[Referring expression data]
◇ ◇ ◇ ◇
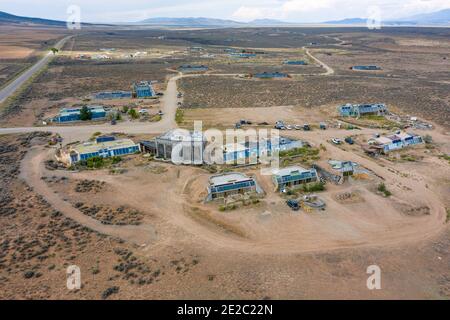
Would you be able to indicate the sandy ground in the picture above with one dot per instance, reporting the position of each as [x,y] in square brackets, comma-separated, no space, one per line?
[260,251]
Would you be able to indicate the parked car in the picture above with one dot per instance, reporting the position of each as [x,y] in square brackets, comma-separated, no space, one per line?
[279,125]
[293,204]
[349,140]
[336,140]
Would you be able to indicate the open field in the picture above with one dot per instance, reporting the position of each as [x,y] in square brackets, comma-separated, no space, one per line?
[20,47]
[186,251]
[140,228]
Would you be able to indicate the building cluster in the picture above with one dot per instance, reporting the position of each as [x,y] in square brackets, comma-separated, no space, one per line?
[104,147]
[74,114]
[190,146]
[295,62]
[357,110]
[140,90]
[224,185]
[110,95]
[143,89]
[366,68]
[395,141]
[291,177]
[270,75]
[244,55]
[192,68]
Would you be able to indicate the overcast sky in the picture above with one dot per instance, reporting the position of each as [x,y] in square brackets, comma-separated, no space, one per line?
[240,10]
◇ ◇ ◇ ◇
PROBLEM TO SOLVE:
Repeat exactly the lines above, starting with the line that contains "Would you be able to indicate the open" and ending with the last line, both included, and nothing else.

EXERCISE RESULT:
Would you be able to indicate the open field in the picture above with one dot per instance, reporting the position of each as [x,y] in square brackets, comma-separated, no space, one per line?
[20,47]
[186,251]
[140,228]
Would you be able to indicate the building cluster in the picture above with one dot per instance, reporting the position of each as [x,y] in square brackets, comma-separated, no space, one per line?
[104,147]
[74,114]
[190,146]
[295,62]
[357,110]
[140,90]
[224,185]
[110,95]
[143,89]
[366,68]
[395,141]
[291,177]
[270,75]
[244,55]
[192,68]
Would you be able to indicate the overcast sky in the picture above with one dot per instance, reporting the position of each as [x,y] in square brackets, comma-separated, no space, one per line?
[240,10]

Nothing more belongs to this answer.